Sell-side equity research is like the priesthood. If you are a sell-side research analyst in the U.S., you are required by the Securities and Exchange Commission to conform your work to your inmost beliefs. "When research analysts tell clients to buy or sell a particular security, the rules require them to actually mean what they say," says the SEC's head of enforcement.  

It is a weird state of affairs. How can the SEC know what you actually think?

Here is a beautiful SEC case against Charles P. Grom, a former research analyst at Deutsche Bank Securities, Inc. Grom covered, among other companies, Big Lots, Inc. He initiated his coverage with a Buy recommendation in September 2011. Big Lots announced earnings on March 2, 2012, and Grom published a report reiterating his Buy rating. He also called four hedge fund clients -- the SEC calls them "Hedge Fund A, Hedge Fund B, Hedge Fund C, and Hedge Fund D" -- and told them that he meant what he wrote. There is no reason to doubt that he meant what he wrote, in his heart of hearts, though of course you can't prove that he did either. Perhaps in his heart of hearts Grom is a Humean radical skeptic and believes that all knowledge, including knowledge about Big Lots' comparable-store sales, is impossible. Perhaps he writes research reports anyway, because it pays well, and in the face of an unknowable universe, what else is there to do? The SEC does not inquire.

In any case, Grom soon enough stopped meaning what he wrote. You can pinpoint -- the SEC did pinpoint -- the exact moment, or at least the day, when Grom had his crisis of faith. It was March 28, 2012, sometime before lunch:

On March 28, 2012, Grom and DBSI hosted Big Lots’ Chief Executive Officer and Senior Vice President of Finance at a non-deal roadshow (“NDR”) at DBSI’s Boston office. Beginning at about 7:30 a.m. and continuing until about 3:15 p.m., the Big Lots executives held private meetings with DBSI clients. Grom attended all of these meetings.

Before the NDR, Grom was bullish on Big Lots: he believed the company’s first quarter financial performance, particularly its first quarter comparable store sales, would be strong, with comparable store sales “up four or five, maybe six percent.” At some point early during the NDR, Grom’s view changed and he ultimately concluded that Big Lots’ first quarter comparable stores sales would increase by only two to three percent, a significant shift in Grom’s view.

Rows:
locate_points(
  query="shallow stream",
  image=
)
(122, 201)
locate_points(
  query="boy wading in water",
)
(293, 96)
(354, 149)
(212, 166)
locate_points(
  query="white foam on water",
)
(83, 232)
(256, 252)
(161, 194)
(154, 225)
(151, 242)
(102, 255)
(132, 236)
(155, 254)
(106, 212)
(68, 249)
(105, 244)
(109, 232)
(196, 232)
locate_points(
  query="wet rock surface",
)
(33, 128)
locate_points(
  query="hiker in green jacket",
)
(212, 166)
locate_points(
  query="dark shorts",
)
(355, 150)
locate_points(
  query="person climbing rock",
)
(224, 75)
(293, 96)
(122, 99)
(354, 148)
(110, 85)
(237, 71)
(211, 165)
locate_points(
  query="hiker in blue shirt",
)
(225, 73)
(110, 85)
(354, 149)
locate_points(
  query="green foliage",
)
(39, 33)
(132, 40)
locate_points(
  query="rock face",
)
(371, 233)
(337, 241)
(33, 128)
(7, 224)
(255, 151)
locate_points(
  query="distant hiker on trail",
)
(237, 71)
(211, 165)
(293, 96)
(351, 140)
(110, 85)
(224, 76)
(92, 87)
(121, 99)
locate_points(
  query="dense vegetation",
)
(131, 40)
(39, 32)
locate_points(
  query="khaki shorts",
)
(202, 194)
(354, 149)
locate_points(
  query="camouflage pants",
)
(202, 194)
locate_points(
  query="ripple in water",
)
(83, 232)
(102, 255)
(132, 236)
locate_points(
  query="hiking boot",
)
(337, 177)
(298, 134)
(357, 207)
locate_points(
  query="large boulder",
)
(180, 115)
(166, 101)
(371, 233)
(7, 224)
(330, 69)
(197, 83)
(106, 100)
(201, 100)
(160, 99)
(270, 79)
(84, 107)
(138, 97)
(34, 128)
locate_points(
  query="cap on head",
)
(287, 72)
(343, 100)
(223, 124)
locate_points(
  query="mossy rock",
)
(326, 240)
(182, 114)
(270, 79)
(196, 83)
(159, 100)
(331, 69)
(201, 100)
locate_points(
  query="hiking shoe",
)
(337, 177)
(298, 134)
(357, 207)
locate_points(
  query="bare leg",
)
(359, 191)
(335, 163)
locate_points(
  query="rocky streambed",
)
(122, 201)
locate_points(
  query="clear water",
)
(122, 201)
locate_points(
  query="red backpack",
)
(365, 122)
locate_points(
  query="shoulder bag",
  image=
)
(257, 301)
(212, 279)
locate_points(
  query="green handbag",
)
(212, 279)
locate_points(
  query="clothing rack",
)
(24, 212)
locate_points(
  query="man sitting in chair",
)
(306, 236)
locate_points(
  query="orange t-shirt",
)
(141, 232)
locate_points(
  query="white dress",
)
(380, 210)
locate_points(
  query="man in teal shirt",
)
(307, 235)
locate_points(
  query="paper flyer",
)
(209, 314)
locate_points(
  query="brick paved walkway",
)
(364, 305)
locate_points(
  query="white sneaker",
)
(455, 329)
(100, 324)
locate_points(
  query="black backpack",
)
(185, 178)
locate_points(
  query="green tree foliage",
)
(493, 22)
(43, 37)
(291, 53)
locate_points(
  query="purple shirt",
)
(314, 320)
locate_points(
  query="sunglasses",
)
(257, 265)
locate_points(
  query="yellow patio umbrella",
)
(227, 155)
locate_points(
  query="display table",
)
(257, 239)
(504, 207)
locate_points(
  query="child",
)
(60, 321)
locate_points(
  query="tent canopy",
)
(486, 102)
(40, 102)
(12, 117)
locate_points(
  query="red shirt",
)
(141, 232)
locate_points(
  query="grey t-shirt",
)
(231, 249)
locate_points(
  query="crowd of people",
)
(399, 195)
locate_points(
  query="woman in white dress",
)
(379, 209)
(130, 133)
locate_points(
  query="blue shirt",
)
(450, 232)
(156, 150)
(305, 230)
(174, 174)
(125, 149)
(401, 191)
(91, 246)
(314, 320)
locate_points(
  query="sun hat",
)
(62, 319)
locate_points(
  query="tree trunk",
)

Set exercise 1:
Answer these questions from the Grom case excerpt:
(a) In what month and year did Grom begin covering Big Lots with a Buy recommendation?
(b) Where did Grom and DBSI host the Big Lots executives for the non-deal roadshow?
(c) By how much did Grom finally conclude Big Lots' first quarter comparable store sales would increase?
Set exercise 2: Revise the Grom case excerpt from "Before the NDR, Grom" through "in Grom’s view.", and replace "bullish" with "optimistic".
The entries have no connection to the Grom case excerpt.

Correct response 1:
(a) September 2011
(b) At DBSI's Boston office
(c) By only two to three percent

Correct response 2:
Before the NDR, Grom was optimistic on Big Lots: he believed the company’s first quarter financial performance, particularly its first quarter comparable store sales, would be strong, with comparable store sales “up four or five, maybe six percent.” At some point early during the NDR, Grom’s view changed and he ultimately concluded that Big Lots’ first quarter comparable stores sales would increase by only two to three percent, a significant shift in Grom’s view.